> AIM OF THE EXERCISE
Copy all the records exactly; the complete set is the expected result.

> TASK INPUTS
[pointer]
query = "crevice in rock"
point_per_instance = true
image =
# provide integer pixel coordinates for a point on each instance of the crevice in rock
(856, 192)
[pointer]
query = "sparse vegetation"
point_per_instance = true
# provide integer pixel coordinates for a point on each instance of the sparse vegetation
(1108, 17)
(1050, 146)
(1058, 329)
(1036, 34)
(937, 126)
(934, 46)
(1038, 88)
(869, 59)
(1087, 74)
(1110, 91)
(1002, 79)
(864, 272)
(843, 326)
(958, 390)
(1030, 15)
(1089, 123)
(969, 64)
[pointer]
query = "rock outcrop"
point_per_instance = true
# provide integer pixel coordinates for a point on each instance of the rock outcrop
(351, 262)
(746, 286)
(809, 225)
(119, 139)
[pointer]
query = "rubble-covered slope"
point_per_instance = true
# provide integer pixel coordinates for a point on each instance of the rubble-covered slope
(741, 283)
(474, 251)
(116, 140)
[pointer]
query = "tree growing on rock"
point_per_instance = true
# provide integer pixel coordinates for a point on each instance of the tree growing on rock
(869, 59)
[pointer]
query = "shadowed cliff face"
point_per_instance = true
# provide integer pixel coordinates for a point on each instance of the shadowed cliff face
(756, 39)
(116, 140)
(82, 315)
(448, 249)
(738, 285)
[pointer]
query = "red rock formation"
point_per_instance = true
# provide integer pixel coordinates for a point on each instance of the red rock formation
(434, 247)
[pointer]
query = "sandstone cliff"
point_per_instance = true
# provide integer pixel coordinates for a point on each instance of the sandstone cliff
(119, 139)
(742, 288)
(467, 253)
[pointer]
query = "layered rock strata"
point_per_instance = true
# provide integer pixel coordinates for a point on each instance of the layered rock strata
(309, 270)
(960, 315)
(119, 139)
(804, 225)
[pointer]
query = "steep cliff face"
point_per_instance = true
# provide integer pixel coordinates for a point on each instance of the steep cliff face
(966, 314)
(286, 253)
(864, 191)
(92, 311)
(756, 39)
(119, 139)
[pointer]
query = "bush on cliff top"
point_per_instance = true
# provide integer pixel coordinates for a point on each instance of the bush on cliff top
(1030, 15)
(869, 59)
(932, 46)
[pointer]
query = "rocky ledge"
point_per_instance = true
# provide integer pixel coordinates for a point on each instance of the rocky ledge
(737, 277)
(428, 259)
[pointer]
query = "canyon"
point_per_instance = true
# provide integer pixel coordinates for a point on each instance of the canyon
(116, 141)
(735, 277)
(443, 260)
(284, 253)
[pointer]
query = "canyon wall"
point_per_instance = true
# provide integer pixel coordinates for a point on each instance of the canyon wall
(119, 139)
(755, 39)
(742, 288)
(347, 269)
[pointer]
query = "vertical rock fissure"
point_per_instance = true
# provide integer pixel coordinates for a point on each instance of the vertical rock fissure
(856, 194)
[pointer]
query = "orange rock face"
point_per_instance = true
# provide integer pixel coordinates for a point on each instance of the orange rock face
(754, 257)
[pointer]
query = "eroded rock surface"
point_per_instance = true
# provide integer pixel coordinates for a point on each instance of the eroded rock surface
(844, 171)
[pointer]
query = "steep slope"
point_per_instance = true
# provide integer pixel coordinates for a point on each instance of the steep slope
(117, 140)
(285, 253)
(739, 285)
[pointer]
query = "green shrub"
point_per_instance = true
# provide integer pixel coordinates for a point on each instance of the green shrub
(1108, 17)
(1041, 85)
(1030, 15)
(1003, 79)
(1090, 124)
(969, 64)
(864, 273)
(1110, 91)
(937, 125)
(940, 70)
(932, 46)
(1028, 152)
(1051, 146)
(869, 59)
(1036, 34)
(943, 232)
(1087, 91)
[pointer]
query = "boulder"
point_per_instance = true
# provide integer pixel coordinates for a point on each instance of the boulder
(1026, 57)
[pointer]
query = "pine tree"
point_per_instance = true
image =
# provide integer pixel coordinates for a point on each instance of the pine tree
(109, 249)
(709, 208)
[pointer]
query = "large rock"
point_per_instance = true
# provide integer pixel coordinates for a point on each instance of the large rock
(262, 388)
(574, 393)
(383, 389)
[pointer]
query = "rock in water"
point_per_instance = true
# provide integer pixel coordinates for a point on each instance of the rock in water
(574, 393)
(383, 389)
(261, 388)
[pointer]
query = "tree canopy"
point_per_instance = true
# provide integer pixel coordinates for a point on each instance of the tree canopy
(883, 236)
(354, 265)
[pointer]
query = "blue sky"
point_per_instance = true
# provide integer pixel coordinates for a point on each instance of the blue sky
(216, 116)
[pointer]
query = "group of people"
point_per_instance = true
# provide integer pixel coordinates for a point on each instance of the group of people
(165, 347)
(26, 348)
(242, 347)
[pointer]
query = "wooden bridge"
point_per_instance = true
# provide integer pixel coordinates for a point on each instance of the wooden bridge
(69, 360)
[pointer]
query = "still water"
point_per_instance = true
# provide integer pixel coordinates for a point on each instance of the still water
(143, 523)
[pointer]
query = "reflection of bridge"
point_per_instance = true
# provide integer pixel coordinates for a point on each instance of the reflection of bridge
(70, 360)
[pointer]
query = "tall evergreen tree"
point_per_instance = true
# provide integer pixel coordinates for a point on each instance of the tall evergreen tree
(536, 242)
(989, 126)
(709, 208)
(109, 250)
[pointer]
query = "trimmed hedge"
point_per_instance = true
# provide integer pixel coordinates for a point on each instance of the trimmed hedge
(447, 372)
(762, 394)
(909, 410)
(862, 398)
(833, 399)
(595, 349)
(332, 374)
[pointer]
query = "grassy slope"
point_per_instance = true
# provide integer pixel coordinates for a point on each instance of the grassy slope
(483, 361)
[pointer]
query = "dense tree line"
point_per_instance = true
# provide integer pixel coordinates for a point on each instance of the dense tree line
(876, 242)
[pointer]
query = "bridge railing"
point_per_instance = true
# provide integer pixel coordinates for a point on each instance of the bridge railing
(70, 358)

> RESULT
[pointer]
query = "crevice in rock"
point_per_instance = true
image =
# provide integer pixel coordinates for a point on each instance of the crevice in rock
(856, 192)
[pointer]
query = "sparse vegetation"
point_per_instance = true
# provide integer pixel coordinates for a point on each instance of the sparse vegetation
(1108, 17)
(1050, 146)
(1058, 329)
(1036, 34)
(937, 126)
(934, 46)
(1038, 88)
(869, 59)
(1087, 74)
(1110, 91)
(1002, 79)
(864, 272)
(843, 326)
(958, 390)
(1030, 15)
(1089, 123)
(969, 64)
[pointer]
query = "rock outcrop"
point_per_instance = true
# provide integer pixel coordinates for a point on each instance of the rock outcrop
(351, 262)
(746, 286)
(809, 225)
(119, 139)
[pointer]
query = "rubble-covered slope"
point_per_instance = true
# provide integer pixel coordinates for a point on each instance of the rubble-covered slope
(741, 283)
(474, 251)
(116, 140)
[pointer]
query = "tree growing on rock"
point_per_instance = true
# provide integer pixel coordinates for a point on each instance of the tree growing on rock
(869, 59)
[pointer]
query = "shadowed cliff face"
point_per_instance = true
# provide integer pixel coordinates for a point on each instance of the shadowed cliff face
(756, 39)
(116, 140)
(82, 315)
(448, 249)
(738, 285)
[pointer]
query = "red rock formation"
point_per_instance = true
# provide integer pixel coordinates for a point on each instance of the red rock formation
(434, 247)
[pointer]
query = "sandstone cliff"
point_per_instance = true
# provide integer pixel coordinates for a point on each instance of the sandstone cliff
(119, 139)
(742, 288)
(467, 253)
[pointer]
query = "layered rock strata"
point_per_instance = true
# provide integer pixel coordinates for a point on each instance of the layered rock strata
(309, 270)
(960, 315)
(119, 139)
(804, 225)
[pointer]
query = "steep cliff face"
point_per_instance = true
# provide integer pixel coordinates for a point on each instance of the steep cliff face
(966, 314)
(286, 253)
(864, 191)
(92, 311)
(756, 39)
(119, 139)
[pointer]
query = "bush on cliff top"
point_per_instance = true
# provide integer pixel coordinates for a point on each instance of the bush on cliff top
(1030, 15)
(869, 59)
(932, 46)
[pointer]
query = "rocky ledge"
point_per_instance = true
# provide integer pixel coordinates for a point on each instance of the rocky ledge
(737, 277)
(428, 259)
[pointer]
query = "canyon"
point_per_instance = true
# provide integer pixel coordinates for a point on each instance of the canyon
(116, 141)
(735, 277)
(443, 260)
(284, 253)
[pointer]
query = "canyon wall"
point_per_instance = true
# provide integer pixel coordinates for a point on each instance of the canyon wall
(119, 139)
(755, 39)
(742, 288)
(347, 269)
[pointer]
query = "vertical rock fissure"
point_per_instance = true
# provide integer pixel coordinates for a point on each instance of the vertical rock fissure
(856, 194)
[pointer]
query = "orange rock face"
point_per_instance = true
# provide integer pixel coordinates for a point on each instance of the orange rock face
(754, 257)
[pointer]
query = "eroded rock surface"
point_per_instance = true
# provide integer pixel coordinates for a point on each instance of the eroded rock surface
(844, 171)
[pointer]
query = "steep slope"
point_per_instance = true
# provide integer pixel coordinates for a point on each instance of the steep slope
(117, 140)
(285, 253)
(739, 285)
[pointer]
query = "green shrub"
point_per_instance = true
# provide integer pixel coordinates for a point on each instance of the green shrub
(1108, 17)
(1041, 85)
(1030, 15)
(1003, 79)
(1090, 124)
(969, 64)
(864, 273)
(1110, 91)
(937, 125)
(940, 70)
(932, 46)
(1028, 152)
(1051, 146)
(869, 59)
(1036, 34)
(943, 232)
(1087, 91)
[pointer]
query = "boulder"
point_per_instance = true
# provide integer pixel coordinates for a point on each instance of the boulder
(1026, 57)
[pointer]
query = "pine tree"
point_per_instance = true
image =
# provide integer pixel coordinates for a point on each instance of the pine tree
(109, 249)
(709, 208)
[pointer]
query = "large rock"
point_per_instance = true
# provide integer pixel coordinates for a point on each instance of the large rock
(262, 388)
(574, 393)
(383, 389)
[pointer]
query = "rock in water"
point_per_instance = true
# provide integer pixel coordinates for a point on each instance of the rock in water
(574, 393)
(383, 389)
(261, 388)
[pointer]
query = "tree canopy"
point_per_instance = true
# provide integer pixel coordinates for a point on each instance of the tree canopy
(883, 236)
(354, 265)
[pointer]
query = "blue sky"
point_per_instance = true
# provide integer pixel coordinates for a point on each instance of the blue sky
(216, 116)
[pointer]
query = "group of people"
point_per_instance = true
# provide integer pixel coordinates for a point on each instance of the group of people
(165, 347)
(26, 348)
(242, 347)
[pointer]
query = "wooden bridge"
point_per_instance = true
# provide integer pixel coordinates for a point on each instance of the wooden bridge
(69, 360)
[pointer]
query = "still water"
point_per_instance = true
# provide integer pixel coordinates for a point on each instance of the still water
(143, 523)
[pointer]
query = "reflection of bridge"
point_per_instance = true
# provide integer pixel coordinates for a point on each instance of the reflection of bridge
(70, 360)
[pointer]
query = "tall evergreen tree"
point_per_instance = true
# provide integer pixel coordinates for a point on each instance of the tall evergreen tree
(536, 242)
(989, 126)
(709, 208)
(109, 250)
[pointer]
query = "trimmed hedge"
point_per_instance = true
# provide integer pixel coordinates for a point on each instance of the trimmed hedge
(447, 372)
(762, 394)
(909, 410)
(862, 398)
(833, 399)
(595, 349)
(332, 374)
[pointer]
query = "grassy slope"
point_per_instance = true
# provide integer pixel coordinates for a point on each instance of the grassy slope
(483, 361)
[pointer]
query = "dense tree line"
point_per_instance = true
# provide integer pixel coordinates for a point on each instance of the dense tree line
(876, 242)
[pointer]
query = "bridge railing"
point_per_instance = true
# provide integer pixel coordinates for a point on each instance of the bridge railing
(70, 358)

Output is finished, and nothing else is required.